__EXERCISE INSTRUCTIONS__. Could you return, word for word, the part of the data that opens with the line containing "point: the blue sign, a dot for each instance" and continues through the last line of the data, with both of those lines included?

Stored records
****

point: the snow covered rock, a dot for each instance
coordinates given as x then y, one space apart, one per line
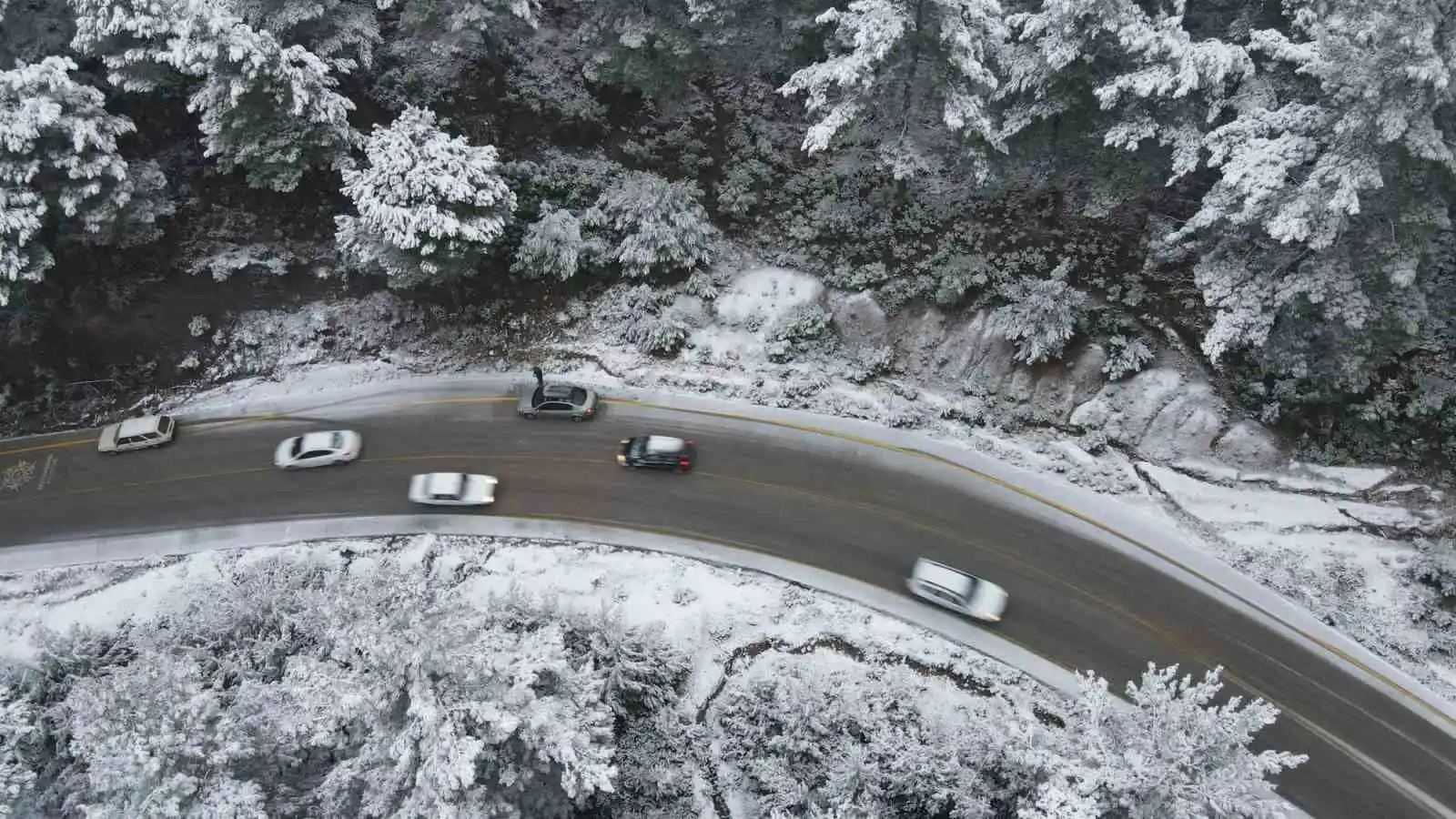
858 318
1249 443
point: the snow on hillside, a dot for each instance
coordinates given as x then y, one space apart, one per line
463 676
1159 440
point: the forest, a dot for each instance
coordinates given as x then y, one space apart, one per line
1263 184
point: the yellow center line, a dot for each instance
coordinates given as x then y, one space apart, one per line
1077 515
1449 720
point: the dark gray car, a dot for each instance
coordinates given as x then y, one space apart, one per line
558 401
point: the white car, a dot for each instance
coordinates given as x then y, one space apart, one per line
137 433
318 450
957 591
451 489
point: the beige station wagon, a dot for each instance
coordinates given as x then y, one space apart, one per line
137 433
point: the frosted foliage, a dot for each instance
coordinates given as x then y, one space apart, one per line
18 732
849 741
1040 315
58 164
155 739
1126 356
648 225
430 206
552 247
264 108
341 33
1322 187
286 690
1174 755
874 63
1155 80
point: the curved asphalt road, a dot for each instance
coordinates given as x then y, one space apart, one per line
812 499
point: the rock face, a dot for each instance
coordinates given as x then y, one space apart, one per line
1167 411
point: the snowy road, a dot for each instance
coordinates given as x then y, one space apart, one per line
851 509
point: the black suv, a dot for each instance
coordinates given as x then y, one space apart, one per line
558 401
657 452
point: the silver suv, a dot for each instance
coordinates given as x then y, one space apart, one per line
558 401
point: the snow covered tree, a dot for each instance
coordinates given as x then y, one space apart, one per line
62 175
906 72
553 247
430 206
165 707
1172 755
18 753
1332 177
846 739
1040 314
644 46
266 108
341 33
650 225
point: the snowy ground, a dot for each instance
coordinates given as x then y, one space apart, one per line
757 651
1332 540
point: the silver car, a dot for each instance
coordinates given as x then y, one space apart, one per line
137 433
558 401
318 450
453 489
957 591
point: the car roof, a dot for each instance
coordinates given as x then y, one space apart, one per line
662 445
444 482
138 426
319 440
944 576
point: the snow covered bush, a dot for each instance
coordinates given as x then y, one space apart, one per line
868 363
1337 591
1172 753
652 227
291 685
797 329
62 172
430 206
645 318
553 247
1040 315
1434 567
1126 356
855 742
223 259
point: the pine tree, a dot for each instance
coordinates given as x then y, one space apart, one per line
430 206
62 174
1172 755
907 72
648 225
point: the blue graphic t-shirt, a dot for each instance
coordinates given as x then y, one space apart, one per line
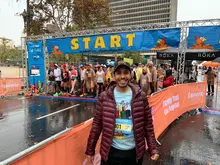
123 135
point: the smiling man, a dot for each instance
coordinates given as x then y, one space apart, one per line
124 118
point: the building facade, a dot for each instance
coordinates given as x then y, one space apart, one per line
136 12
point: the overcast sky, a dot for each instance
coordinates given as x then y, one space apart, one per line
11 26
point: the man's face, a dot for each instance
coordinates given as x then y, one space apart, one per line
122 77
88 67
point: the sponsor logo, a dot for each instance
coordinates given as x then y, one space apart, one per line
166 55
97 160
205 55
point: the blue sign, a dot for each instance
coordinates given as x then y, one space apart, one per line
205 37
118 42
36 61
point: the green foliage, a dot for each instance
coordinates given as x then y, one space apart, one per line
70 58
67 15
135 56
8 53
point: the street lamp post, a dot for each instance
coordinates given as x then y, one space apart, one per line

****

__WRITTEN REPLY__.
point: the blue sign, a dot for each instance
coordinates given as x then y, one space apart, one per line
205 37
118 42
36 61
point: the green foliage, a dot for each instance
coordinates given as x then y, one space apart, one per line
70 58
67 15
135 56
8 53
point: the street lamp post, a dot for each instance
coordinates given as x then y, one space apart, one per line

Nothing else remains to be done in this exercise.